Passage shown:
Do I have your attention? I mean seriously… do I really have your attention?
I ask because I’m about to explain the single most important factor in getting positive results from any type of workout or any form of exercise.
Are you listening now? Good.
When trying to create the most effective workout routine possible, your goal is to use the frequency, schedule, intensity, volume, and exercise selection that is as optimal as possible for you and your goal.
If you do that correctly, you are pretty much guaranteed to get the best results you can get.
Unless of course you happen to leave out the one component that matters more than everything else.
It’s the component that can turn the most perfect workout program into a useless waste of time and literally make or break your success.
I’m talking about a little something called progressive overload, and it is the absolute key to getting the results you want from your workout routine.
What Is Progressive Overload?
The best way I can explain it is by telling you a very important secret.
You see, the human body doesn’t care that you have some type of workout/exercise goal in mind. It doesn’t care that you want to build muscle, or lose fat, or get toned, or become stronger, or improve performance, or just look great naked.
Your body only knows and cares about 1 thing: keeping you alive and functioning as efficiently as possible. That’s your body’s only real goal.
And, to ensure it meets this goal, your body is both smart enough and capable enough to do whatever is needed of it in order to adapt to its environment.
And it’s this fact that is the basis for all workout/exercise goals to be reached.

Instruction:
Continue the passage on progressive overload, starting after its last sentence.

Available data:
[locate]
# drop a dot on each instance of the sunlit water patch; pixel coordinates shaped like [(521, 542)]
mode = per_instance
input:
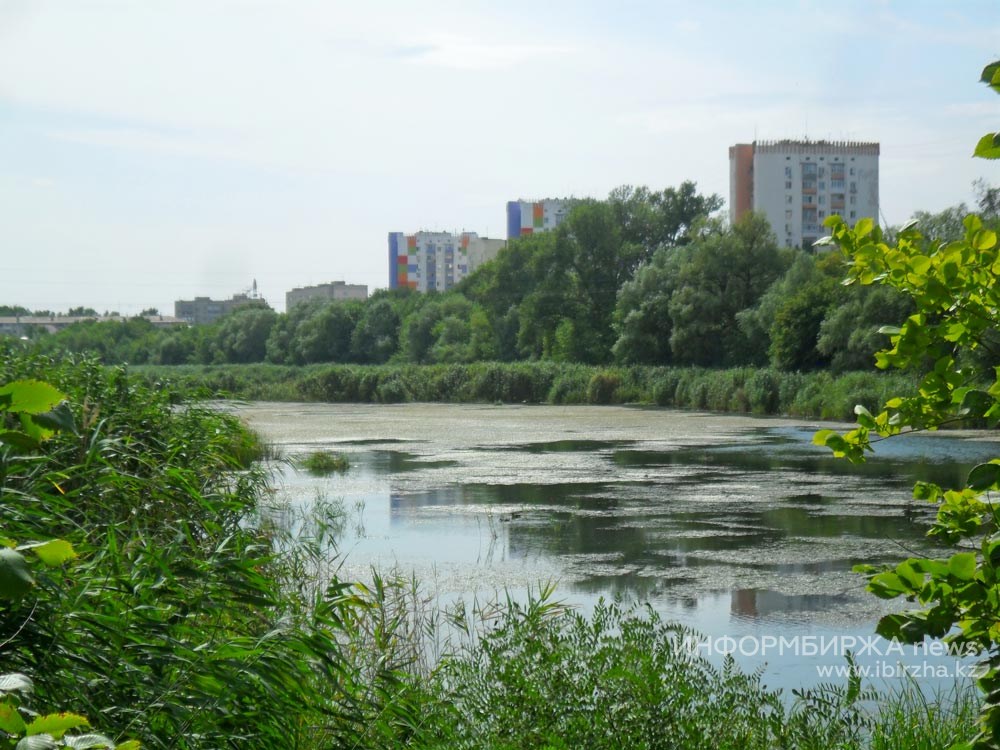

Answer below:
What I mean is, the only way your body will ever change or improve the way you want it to is by creating an environment that proves to your body that these changes and improvements MUST be made.
Or, to put it another way, your body will not change or improve unless you force it to.
No matter how perfect your workout is, muscle will not be built, strength will not be gained, and performance will not improve unless you show your body that these are things that absolutely NEED to happen in order for it to survive.
And that right there brings us to something called the progressive overload principle.
The Progressive Overload Principle
The progressive overload principle basically states:
In order for a muscle to grow, strength to be gained, performance to increase, or for any similar improvement to occur, the human body must be forced to adapt to a tension that is above and beyond what it has previously experienced.
Go back and read that again. It’s pretty important.
And what it means is, if you lift the same weights, for the same number of reps, the same way for the next 20 years… nothing will ever happen. Your body will never change or improve in any way.
You will only maintain your current state.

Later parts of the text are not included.